Entries supplied:
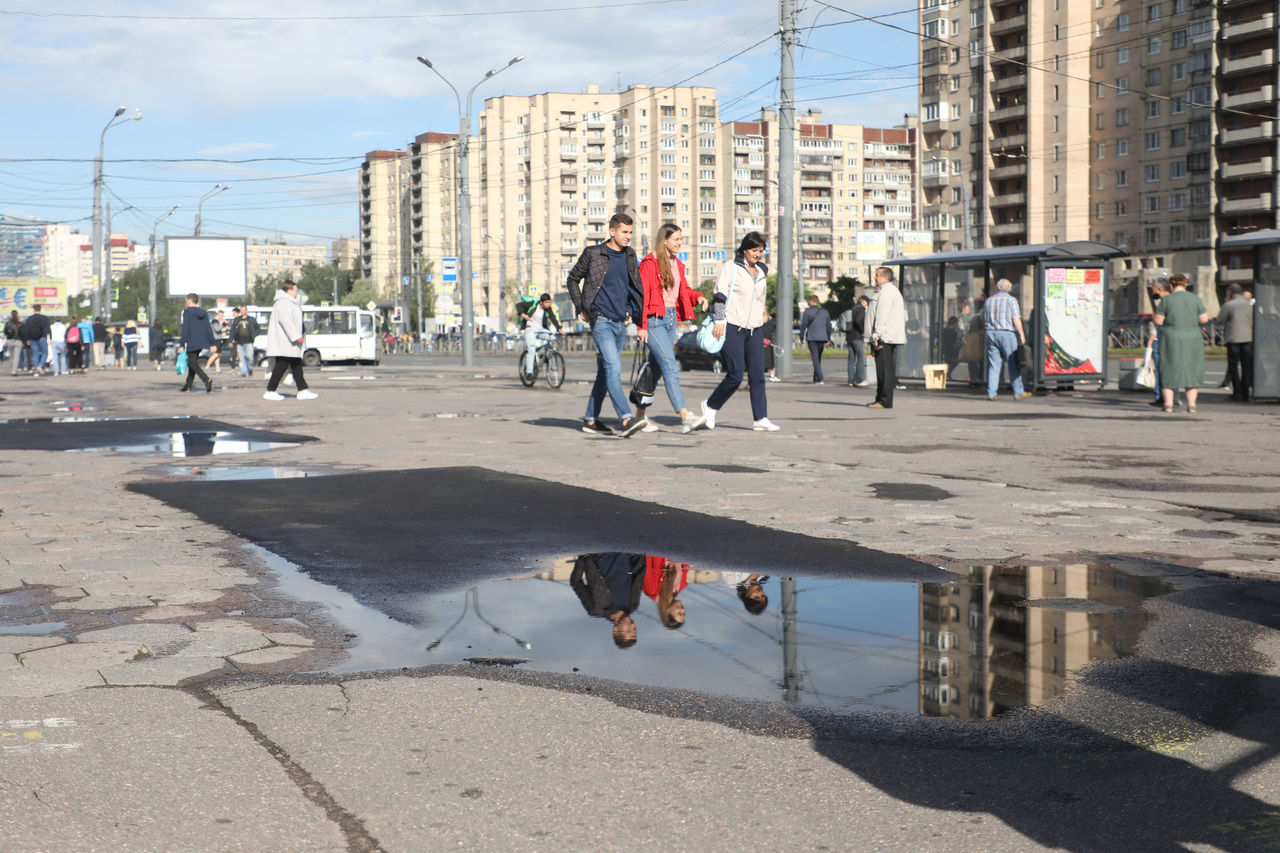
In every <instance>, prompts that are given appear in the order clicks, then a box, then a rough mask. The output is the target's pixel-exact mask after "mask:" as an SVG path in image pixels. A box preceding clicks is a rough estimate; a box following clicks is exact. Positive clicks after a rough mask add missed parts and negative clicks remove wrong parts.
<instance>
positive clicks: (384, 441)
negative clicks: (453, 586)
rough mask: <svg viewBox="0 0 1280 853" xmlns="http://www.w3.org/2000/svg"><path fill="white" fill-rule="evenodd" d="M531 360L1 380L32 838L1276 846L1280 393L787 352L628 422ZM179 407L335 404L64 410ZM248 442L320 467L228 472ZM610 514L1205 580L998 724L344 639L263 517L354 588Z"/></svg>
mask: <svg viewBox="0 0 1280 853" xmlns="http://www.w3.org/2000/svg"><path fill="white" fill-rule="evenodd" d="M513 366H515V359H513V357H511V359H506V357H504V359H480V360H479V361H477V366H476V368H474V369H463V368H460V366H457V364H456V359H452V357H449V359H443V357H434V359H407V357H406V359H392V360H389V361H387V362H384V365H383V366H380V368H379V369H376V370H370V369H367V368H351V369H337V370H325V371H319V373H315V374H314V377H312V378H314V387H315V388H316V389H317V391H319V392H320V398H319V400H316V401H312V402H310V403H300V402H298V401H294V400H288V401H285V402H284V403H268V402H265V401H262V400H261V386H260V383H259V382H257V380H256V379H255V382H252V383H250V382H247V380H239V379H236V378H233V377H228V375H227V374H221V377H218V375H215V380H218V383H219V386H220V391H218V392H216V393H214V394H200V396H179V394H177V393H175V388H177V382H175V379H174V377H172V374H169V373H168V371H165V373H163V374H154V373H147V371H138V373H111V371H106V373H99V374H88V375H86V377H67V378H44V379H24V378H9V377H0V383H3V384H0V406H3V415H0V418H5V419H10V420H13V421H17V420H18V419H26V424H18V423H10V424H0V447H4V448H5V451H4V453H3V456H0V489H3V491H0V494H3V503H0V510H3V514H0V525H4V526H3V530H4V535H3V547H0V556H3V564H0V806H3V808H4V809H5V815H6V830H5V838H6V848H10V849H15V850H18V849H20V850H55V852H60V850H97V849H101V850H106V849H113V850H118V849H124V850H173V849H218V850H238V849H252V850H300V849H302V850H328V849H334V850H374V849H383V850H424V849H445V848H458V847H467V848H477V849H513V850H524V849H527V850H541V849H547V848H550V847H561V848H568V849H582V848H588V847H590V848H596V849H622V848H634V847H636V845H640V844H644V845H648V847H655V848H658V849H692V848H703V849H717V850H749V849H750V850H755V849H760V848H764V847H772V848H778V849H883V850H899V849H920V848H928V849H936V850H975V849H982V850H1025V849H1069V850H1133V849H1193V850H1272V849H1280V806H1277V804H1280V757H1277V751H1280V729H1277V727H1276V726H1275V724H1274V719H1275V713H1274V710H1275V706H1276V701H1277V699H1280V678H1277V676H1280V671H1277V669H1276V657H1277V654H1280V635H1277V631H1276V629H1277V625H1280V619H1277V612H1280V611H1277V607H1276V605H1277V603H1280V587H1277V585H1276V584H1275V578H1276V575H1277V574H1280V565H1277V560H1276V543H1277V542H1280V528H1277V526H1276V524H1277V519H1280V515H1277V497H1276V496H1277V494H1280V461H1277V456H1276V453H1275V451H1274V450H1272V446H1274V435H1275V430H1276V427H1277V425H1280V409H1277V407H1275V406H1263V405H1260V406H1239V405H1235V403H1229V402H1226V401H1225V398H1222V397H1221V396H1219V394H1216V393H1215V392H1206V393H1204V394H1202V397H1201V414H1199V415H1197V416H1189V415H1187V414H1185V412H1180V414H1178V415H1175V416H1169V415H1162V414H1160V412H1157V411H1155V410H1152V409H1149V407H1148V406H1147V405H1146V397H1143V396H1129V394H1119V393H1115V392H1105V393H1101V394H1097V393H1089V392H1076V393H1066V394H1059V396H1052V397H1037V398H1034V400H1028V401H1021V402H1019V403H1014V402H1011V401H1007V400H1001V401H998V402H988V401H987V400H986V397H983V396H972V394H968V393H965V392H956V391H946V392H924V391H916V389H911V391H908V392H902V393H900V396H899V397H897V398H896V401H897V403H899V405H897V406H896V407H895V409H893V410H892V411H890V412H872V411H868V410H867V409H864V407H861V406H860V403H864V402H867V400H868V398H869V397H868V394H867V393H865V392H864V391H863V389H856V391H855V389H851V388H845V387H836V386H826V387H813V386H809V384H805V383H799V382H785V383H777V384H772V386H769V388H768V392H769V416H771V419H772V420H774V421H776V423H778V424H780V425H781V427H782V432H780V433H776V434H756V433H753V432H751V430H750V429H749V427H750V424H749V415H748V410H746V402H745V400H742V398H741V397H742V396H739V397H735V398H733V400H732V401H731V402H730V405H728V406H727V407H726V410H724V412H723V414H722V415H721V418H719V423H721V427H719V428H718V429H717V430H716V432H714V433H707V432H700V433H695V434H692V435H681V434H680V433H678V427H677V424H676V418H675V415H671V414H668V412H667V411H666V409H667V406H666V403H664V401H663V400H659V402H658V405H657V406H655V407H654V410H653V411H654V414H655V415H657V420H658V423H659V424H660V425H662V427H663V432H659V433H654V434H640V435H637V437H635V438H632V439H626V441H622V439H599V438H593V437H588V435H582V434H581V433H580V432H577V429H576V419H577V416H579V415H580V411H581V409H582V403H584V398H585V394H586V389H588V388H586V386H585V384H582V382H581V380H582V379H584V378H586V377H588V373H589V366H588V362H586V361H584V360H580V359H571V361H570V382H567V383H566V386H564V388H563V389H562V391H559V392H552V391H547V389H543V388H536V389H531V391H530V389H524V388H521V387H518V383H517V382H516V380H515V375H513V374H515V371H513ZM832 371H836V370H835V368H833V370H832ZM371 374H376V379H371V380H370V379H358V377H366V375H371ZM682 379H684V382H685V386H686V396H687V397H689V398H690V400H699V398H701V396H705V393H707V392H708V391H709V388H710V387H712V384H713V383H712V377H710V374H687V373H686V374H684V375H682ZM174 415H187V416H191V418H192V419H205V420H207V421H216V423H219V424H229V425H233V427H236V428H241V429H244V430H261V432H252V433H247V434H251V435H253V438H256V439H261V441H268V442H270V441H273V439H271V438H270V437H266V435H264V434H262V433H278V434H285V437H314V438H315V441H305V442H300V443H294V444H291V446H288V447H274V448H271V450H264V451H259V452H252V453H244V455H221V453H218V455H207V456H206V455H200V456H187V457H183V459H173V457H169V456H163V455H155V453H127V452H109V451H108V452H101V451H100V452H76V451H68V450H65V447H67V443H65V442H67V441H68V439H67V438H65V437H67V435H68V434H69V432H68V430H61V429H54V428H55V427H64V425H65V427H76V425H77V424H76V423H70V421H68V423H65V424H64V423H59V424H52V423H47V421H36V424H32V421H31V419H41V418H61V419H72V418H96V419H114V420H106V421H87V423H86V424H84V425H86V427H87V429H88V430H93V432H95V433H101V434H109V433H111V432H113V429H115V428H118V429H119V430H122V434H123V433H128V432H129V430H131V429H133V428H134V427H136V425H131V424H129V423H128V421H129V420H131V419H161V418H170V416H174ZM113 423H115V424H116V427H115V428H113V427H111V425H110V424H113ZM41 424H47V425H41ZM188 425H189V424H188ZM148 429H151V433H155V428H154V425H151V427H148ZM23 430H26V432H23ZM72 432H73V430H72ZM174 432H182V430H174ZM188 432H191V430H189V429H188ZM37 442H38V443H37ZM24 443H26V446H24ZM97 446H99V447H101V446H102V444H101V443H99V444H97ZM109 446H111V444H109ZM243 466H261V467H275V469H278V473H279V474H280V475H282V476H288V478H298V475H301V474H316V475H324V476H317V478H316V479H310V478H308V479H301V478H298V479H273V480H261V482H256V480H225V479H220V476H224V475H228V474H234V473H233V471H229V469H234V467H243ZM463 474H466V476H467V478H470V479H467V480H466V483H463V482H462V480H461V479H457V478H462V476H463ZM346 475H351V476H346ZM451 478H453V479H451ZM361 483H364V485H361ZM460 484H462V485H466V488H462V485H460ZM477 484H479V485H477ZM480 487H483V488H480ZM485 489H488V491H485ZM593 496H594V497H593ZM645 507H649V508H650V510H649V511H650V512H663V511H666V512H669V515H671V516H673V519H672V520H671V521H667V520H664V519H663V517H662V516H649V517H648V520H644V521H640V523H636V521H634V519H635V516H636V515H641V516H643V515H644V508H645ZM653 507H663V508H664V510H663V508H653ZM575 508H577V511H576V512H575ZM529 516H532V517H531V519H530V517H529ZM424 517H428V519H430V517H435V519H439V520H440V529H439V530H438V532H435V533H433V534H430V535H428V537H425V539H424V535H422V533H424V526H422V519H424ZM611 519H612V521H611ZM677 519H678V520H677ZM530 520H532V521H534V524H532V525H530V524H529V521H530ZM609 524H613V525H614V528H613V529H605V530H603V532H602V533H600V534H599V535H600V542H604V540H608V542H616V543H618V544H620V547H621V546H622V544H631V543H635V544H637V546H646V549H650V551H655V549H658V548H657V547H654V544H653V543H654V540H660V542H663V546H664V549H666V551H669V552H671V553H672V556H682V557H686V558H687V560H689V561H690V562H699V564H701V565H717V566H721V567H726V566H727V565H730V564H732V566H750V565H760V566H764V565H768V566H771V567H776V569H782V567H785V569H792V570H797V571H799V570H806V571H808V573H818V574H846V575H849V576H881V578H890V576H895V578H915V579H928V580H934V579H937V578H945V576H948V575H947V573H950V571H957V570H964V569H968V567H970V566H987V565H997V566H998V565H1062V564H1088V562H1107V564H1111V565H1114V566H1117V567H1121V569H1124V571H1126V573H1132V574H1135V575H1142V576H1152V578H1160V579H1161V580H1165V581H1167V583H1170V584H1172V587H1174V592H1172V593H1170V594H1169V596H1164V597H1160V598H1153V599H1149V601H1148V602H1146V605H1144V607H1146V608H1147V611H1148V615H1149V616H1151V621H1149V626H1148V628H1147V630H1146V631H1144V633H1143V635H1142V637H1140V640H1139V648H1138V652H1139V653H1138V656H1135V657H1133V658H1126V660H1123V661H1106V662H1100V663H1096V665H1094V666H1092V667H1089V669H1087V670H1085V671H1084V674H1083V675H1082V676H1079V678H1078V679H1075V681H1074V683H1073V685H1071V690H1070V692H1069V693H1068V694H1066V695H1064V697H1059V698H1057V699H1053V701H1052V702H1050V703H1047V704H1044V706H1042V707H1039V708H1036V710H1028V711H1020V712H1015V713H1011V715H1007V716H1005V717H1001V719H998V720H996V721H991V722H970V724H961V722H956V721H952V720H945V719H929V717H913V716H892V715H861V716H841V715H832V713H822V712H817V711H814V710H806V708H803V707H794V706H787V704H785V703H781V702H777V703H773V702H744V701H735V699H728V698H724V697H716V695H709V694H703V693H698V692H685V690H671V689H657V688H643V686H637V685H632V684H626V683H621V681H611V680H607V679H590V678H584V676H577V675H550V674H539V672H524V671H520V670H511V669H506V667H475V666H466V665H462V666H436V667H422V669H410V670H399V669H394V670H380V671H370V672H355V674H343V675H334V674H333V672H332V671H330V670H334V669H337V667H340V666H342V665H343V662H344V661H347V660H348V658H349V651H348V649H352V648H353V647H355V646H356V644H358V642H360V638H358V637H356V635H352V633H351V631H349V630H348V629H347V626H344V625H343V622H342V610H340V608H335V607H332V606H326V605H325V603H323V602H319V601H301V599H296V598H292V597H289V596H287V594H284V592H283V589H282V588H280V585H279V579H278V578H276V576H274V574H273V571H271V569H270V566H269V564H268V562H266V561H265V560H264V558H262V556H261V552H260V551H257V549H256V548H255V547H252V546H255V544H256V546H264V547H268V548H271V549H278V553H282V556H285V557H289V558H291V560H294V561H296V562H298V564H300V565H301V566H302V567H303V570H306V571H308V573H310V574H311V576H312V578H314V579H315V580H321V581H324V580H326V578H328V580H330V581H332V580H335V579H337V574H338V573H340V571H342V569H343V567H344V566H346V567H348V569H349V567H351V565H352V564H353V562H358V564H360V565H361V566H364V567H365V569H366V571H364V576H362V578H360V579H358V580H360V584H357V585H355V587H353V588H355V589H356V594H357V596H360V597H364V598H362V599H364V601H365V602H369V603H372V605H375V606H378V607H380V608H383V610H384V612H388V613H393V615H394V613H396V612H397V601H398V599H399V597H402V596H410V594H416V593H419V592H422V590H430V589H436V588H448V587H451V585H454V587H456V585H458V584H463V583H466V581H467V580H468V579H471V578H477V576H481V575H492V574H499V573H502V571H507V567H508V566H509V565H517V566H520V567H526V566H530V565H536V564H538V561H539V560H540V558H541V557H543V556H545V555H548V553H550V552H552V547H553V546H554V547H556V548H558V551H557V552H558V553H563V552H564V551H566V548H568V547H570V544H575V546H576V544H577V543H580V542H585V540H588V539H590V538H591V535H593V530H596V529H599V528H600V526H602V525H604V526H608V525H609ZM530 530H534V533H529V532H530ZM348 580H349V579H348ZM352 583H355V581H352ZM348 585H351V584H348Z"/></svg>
==
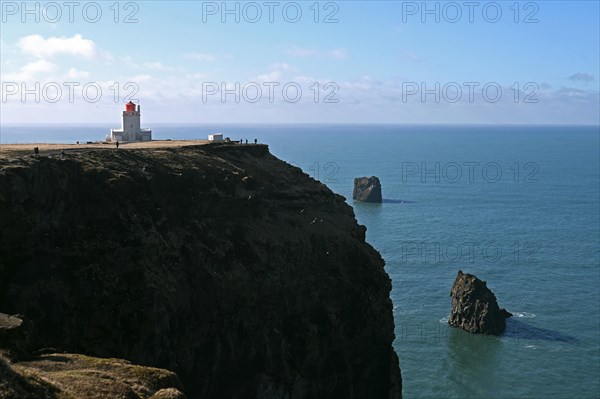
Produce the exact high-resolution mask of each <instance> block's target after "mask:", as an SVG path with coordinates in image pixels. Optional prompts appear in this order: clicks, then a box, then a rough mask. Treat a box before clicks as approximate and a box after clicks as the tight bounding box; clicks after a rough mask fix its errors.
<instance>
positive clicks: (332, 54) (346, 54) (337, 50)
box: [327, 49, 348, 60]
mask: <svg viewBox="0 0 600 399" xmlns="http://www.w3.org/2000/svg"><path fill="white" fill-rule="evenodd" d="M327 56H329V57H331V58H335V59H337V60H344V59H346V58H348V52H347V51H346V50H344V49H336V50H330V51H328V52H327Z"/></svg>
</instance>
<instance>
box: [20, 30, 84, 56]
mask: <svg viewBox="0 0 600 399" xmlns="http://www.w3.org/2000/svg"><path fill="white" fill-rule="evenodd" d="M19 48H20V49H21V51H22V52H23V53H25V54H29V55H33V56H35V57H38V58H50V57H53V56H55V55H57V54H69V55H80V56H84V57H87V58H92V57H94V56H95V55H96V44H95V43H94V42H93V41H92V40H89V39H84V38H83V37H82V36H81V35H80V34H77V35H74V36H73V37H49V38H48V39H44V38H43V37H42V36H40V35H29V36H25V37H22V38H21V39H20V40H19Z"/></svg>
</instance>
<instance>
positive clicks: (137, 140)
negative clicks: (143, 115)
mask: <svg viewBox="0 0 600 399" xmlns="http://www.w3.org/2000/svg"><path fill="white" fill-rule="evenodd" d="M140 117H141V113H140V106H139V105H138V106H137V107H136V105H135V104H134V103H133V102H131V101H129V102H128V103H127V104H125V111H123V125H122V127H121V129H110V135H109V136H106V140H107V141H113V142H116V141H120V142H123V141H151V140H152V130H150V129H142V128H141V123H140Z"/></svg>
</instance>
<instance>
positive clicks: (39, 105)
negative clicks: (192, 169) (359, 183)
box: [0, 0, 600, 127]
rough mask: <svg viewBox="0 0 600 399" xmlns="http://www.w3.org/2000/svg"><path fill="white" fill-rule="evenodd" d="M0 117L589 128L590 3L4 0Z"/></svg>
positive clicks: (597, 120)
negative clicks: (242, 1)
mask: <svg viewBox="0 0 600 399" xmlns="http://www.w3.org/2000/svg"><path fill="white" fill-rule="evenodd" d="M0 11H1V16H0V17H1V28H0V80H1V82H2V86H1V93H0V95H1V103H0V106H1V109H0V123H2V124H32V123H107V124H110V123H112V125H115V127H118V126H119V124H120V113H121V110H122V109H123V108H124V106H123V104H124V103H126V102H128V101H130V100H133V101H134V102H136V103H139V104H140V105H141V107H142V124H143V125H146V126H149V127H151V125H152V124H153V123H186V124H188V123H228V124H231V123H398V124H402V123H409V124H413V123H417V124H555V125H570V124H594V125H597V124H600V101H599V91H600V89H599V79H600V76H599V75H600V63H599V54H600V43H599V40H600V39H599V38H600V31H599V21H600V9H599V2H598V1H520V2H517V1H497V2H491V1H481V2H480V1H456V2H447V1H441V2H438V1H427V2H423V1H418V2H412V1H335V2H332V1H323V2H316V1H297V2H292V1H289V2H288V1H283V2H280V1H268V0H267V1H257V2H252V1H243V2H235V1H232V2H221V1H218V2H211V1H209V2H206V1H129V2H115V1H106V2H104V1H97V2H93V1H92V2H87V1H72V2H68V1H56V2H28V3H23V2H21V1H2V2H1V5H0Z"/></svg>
* * *
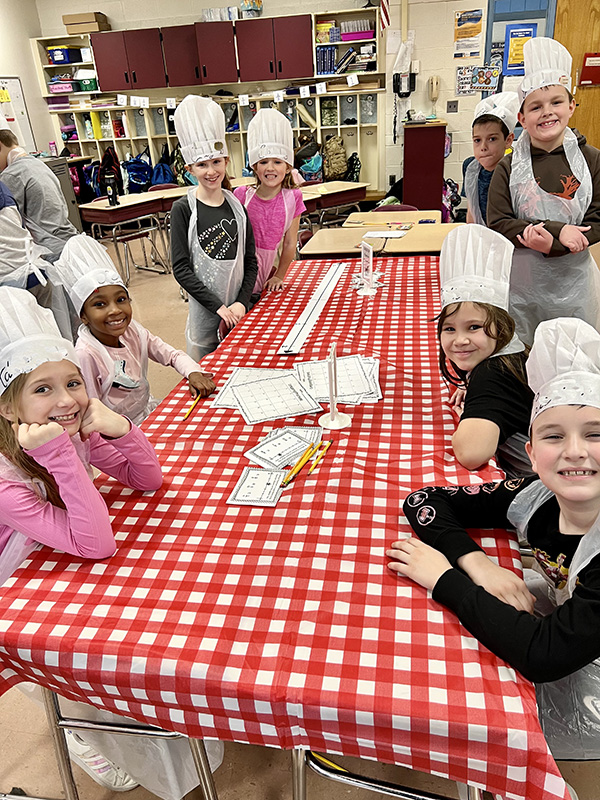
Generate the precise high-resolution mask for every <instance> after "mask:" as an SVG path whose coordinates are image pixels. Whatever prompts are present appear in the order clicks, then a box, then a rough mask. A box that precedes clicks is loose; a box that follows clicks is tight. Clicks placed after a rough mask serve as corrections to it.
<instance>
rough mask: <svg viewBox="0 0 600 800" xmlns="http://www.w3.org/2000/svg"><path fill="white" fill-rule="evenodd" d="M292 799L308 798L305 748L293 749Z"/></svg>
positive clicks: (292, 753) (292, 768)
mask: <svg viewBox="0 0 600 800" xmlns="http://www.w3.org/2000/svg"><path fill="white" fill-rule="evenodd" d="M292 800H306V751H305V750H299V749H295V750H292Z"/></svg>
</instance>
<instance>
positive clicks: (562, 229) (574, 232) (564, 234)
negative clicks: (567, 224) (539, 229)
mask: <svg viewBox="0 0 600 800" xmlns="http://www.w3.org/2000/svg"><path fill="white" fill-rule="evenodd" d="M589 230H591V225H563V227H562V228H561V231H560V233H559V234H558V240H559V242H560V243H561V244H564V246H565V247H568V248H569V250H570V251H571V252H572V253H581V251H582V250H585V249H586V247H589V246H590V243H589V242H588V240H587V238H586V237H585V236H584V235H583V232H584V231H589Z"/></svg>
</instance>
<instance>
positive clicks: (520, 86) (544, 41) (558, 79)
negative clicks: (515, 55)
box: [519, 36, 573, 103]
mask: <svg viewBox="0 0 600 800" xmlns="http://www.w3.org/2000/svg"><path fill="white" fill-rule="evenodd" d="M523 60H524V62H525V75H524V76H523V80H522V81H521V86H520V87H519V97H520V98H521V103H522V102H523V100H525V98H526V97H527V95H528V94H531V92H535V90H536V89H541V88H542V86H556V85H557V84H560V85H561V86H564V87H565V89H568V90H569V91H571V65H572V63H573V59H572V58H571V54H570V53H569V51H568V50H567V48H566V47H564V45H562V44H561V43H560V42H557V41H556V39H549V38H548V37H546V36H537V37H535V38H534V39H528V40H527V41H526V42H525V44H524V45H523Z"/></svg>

Task description: The lines above from the one containing "In every <instance>, prompts" through the one containing "negative clicks: (453, 586)" are to be set down exactly, and no others.

Solved problem:
In every <instance>, prompts that are given appear in the order clicks, then a box, then a rough mask. The output is the target's pixel-exact mask after "mask:" as an SVG path in image pixels. A box preceding clicks is a rough estimate; a box following clicks is exact. Positive clicks after a rough mask add missed parts and negative clicks remove wrong parts.
<instance>
positive clicks: (384, 441)
negative clicks: (453, 586)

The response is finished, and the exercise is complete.